--- Consegna ---
Puoi ricopiare parola per parola tutte le righe qui sotto, lasciando fuori le immagini?

--- Estratti del dataset ---
· · · · · · ·
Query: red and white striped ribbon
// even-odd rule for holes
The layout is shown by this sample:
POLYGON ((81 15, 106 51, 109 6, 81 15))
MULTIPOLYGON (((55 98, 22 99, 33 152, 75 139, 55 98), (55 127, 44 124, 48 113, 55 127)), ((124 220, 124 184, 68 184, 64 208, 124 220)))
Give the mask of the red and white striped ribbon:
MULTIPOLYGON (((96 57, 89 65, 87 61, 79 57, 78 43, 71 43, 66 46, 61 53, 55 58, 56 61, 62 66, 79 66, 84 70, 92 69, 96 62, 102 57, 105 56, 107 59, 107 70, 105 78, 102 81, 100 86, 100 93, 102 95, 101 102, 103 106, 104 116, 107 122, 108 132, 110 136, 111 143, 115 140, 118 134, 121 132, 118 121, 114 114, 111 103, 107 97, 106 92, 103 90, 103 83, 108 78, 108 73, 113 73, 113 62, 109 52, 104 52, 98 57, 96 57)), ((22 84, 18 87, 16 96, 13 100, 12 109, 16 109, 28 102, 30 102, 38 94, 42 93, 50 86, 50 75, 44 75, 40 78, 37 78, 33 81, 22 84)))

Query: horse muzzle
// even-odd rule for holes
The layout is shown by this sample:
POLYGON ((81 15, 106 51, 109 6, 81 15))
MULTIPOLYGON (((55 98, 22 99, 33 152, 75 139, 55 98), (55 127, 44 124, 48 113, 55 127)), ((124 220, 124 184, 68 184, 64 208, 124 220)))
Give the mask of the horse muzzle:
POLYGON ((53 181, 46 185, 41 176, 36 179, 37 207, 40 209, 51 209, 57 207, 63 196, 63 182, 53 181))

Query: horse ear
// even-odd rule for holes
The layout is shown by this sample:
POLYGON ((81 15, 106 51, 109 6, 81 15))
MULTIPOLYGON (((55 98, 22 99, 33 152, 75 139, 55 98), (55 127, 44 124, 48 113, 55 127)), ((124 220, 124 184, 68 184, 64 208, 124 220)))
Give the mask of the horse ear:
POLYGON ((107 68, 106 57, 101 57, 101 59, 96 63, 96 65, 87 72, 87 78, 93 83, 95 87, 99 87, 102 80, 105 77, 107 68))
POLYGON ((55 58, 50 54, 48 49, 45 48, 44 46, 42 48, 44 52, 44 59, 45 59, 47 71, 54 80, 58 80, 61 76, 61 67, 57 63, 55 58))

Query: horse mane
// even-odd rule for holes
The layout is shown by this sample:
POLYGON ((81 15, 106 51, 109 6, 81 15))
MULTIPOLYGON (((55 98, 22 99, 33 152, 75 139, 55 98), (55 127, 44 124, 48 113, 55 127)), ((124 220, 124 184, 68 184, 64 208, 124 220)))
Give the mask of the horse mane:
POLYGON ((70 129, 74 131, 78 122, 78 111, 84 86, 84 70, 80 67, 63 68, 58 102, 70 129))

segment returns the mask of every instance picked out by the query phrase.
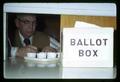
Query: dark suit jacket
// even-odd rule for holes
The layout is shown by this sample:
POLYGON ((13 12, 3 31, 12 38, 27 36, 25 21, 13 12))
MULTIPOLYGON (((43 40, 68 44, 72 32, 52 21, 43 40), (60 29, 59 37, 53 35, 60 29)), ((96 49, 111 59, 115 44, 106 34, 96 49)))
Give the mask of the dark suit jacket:
MULTIPOLYGON (((48 35, 44 34, 43 32, 36 31, 33 34, 32 45, 37 47, 39 50, 42 50, 45 46, 49 46, 50 40, 48 35)), ((20 36, 18 31, 16 31, 15 39, 14 39, 14 46, 16 47, 23 47, 20 36)))

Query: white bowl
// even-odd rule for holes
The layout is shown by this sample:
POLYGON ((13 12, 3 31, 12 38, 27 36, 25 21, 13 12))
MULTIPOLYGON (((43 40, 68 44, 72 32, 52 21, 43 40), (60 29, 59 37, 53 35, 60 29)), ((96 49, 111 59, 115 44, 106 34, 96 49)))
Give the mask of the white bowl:
POLYGON ((36 57, 36 53, 27 53, 27 57, 35 58, 36 57))
POLYGON ((46 53, 45 52, 37 53, 37 58, 39 58, 39 59, 46 59, 46 53))

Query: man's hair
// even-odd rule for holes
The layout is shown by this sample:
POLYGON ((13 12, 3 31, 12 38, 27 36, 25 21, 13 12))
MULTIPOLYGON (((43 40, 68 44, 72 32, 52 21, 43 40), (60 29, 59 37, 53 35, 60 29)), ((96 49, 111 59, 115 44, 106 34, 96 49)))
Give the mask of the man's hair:
POLYGON ((36 17, 36 15, 34 15, 34 14, 28 14, 28 13, 19 13, 19 14, 16 14, 16 18, 17 19, 20 19, 20 18, 25 17, 25 16, 35 16, 36 17))

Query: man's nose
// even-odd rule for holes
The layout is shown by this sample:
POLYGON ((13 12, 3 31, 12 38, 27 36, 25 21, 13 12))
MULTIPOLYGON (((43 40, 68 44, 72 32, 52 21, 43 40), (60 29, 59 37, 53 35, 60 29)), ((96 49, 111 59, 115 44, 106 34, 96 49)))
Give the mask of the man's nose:
POLYGON ((31 23, 30 23, 30 28, 33 29, 34 26, 35 26, 35 23, 34 23, 34 22, 31 22, 31 23))

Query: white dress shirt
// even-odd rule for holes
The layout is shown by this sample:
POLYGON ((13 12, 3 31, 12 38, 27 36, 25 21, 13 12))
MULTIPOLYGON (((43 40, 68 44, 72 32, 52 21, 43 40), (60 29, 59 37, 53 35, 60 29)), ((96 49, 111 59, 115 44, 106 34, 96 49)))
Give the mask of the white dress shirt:
MULTIPOLYGON (((22 45, 25 46, 24 37, 22 36, 22 34, 20 32, 19 32, 19 36, 20 36, 20 40, 21 40, 22 45)), ((31 44, 32 44, 32 38, 33 38, 32 36, 29 38, 31 44)), ((49 37, 49 39, 50 39, 50 45, 49 46, 52 47, 52 48, 55 48, 57 51, 60 51, 60 43, 52 37, 49 37)), ((12 47, 11 48, 11 57, 16 56, 17 50, 18 50, 18 47, 12 47)))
· · · · · · ·
--- Soluzione ---
Query: red and white striped ribbon
// even-odd rule for holes
The layout is shown by this sample:
POLYGON ((81 15, 106 51, 109 6, 81 15))
MULTIPOLYGON (((55 98, 22 99, 33 152, 75 139, 55 98), (55 127, 44 124, 48 113, 55 127)), ((124 220, 124 184, 68 184, 64 208, 124 220)))
Give the mask of the red and white striped ribbon:
MULTIPOLYGON (((96 57, 89 65, 87 61, 79 57, 78 43, 71 43, 66 46, 61 53, 55 58, 56 61, 62 66, 79 66, 84 70, 92 69, 96 62, 102 57, 105 56, 107 59, 107 70, 105 78, 102 81, 100 86, 100 93, 102 95, 101 102, 103 106, 104 116, 107 122, 108 132, 110 136, 111 143, 115 140, 118 134, 121 132, 118 121, 114 114, 111 103, 107 97, 106 92, 103 90, 103 83, 108 78, 108 73, 113 73, 113 62, 109 52, 104 52, 98 57, 96 57)), ((22 84, 18 87, 16 96, 13 100, 12 109, 16 109, 28 102, 30 102, 38 94, 42 93, 50 86, 50 75, 44 75, 40 78, 37 78, 33 81, 22 84)))

Query: horse muzzle
// even-odd rule for holes
The layout is shown by this sample:
POLYGON ((81 15, 106 51, 109 6, 81 15))
MULTIPOLYGON (((55 98, 22 99, 33 152, 75 139, 55 98), (55 127, 44 124, 48 113, 55 127)), ((124 220, 124 184, 68 184, 64 208, 124 220)))
Give the mask of the horse muzzle:
POLYGON ((53 181, 46 185, 41 176, 36 179, 37 207, 40 209, 51 209, 57 207, 63 196, 63 182, 53 181))

Query: horse ear
// even-odd rule for holes
The layout is shown by this sample:
POLYGON ((81 15, 106 51, 109 6, 81 15))
MULTIPOLYGON (((55 98, 22 99, 33 152, 75 139, 55 98), (55 127, 44 124, 48 113, 55 127)), ((124 220, 124 184, 68 184, 64 208, 124 220)))
Give the mask of the horse ear:
POLYGON ((107 68, 106 57, 101 57, 101 59, 96 63, 96 65, 87 72, 87 78, 93 83, 95 87, 99 87, 102 80, 105 77, 107 68))
POLYGON ((55 58, 50 54, 48 49, 45 48, 44 46, 42 48, 44 52, 44 59, 45 59, 47 71, 54 80, 58 80, 61 76, 61 67, 57 63, 55 58))

Query: horse mane
// even-odd rule for holes
The layout is shown by this sample:
POLYGON ((81 15, 106 51, 109 6, 81 15))
MULTIPOLYGON (((55 98, 22 99, 33 152, 75 139, 55 98), (55 127, 44 124, 48 113, 55 127)), ((124 220, 124 184, 68 184, 64 208, 124 220)))
Give the mask of the horse mane:
POLYGON ((70 129, 74 131, 78 122, 78 111, 84 86, 84 70, 80 67, 63 68, 58 102, 70 129))

segment returns the mask of every instance picked out by the query phrase.
Query: dark suit jacket
// even-odd rule for holes
The layout is shown by this sample:
POLYGON ((13 12, 3 31, 12 38, 27 36, 25 21, 13 12))
MULTIPOLYGON (((43 40, 68 44, 72 32, 52 21, 43 40), (60 29, 59 37, 53 35, 60 29)), ((96 49, 111 59, 115 44, 106 34, 96 49)))
Give the mask of the dark suit jacket:
MULTIPOLYGON (((48 35, 44 34, 43 32, 36 31, 33 34, 32 45, 37 47, 39 50, 42 50, 45 46, 49 46, 50 40, 48 35)), ((20 36, 18 31, 16 31, 15 39, 14 39, 14 46, 16 47, 23 47, 20 36)))

Query: white bowl
// even-odd rule for holes
The layout is shown by this sample:
POLYGON ((13 12, 3 31, 12 38, 27 36, 25 21, 13 12))
MULTIPOLYGON (((43 40, 68 44, 72 32, 52 21, 43 40), (60 29, 59 37, 53 35, 60 29)), ((96 49, 111 59, 115 44, 106 34, 96 49)))
Give the mask of the white bowl:
POLYGON ((36 57, 36 53, 27 53, 27 57, 35 58, 36 57))
POLYGON ((46 53, 45 52, 37 53, 37 58, 39 58, 39 59, 46 59, 46 53))

Query: man's hair
// even-odd rule for holes
The layout is shown by this sample:
POLYGON ((13 12, 3 31, 12 38, 27 36, 25 21, 13 12))
MULTIPOLYGON (((43 40, 68 44, 72 32, 52 21, 43 40), (60 29, 59 37, 53 35, 60 29)), ((96 49, 111 59, 115 44, 106 34, 96 49)))
Give the mask of the man's hair:
POLYGON ((36 17, 36 15, 34 15, 34 14, 28 14, 28 13, 19 13, 19 14, 16 14, 16 18, 17 19, 20 19, 20 18, 25 17, 25 16, 35 16, 36 17))

Query: man's nose
// even-odd rule for holes
The layout is shown by this sample:
POLYGON ((13 12, 3 31, 12 38, 27 36, 25 21, 13 12))
MULTIPOLYGON (((43 40, 68 44, 72 32, 52 21, 43 40), (60 29, 59 37, 53 35, 60 29)), ((96 49, 111 59, 115 44, 106 34, 96 49)))
Give the mask of the man's nose:
POLYGON ((31 23, 30 23, 30 28, 33 29, 34 26, 35 26, 35 23, 34 23, 34 22, 31 22, 31 23))

Query: white dress shirt
// even-odd rule for holes
The layout is shown by this sample:
POLYGON ((13 12, 3 31, 12 38, 27 36, 25 21, 13 12))
MULTIPOLYGON (((43 40, 68 44, 72 32, 52 21, 43 40), (60 29, 59 37, 53 35, 60 29)), ((96 49, 111 59, 115 44, 106 34, 96 49)))
Give the mask of the white dress shirt:
MULTIPOLYGON (((22 45, 25 46, 24 37, 22 36, 22 34, 20 32, 19 32, 19 36, 20 36, 20 40, 21 40, 22 45)), ((31 44, 32 44, 32 38, 33 38, 32 36, 29 38, 31 44)), ((49 37, 49 39, 50 39, 50 45, 49 46, 52 47, 52 48, 55 48, 57 51, 60 51, 60 43, 52 37, 49 37)), ((12 47, 11 48, 11 57, 16 56, 17 50, 18 50, 18 47, 12 47)))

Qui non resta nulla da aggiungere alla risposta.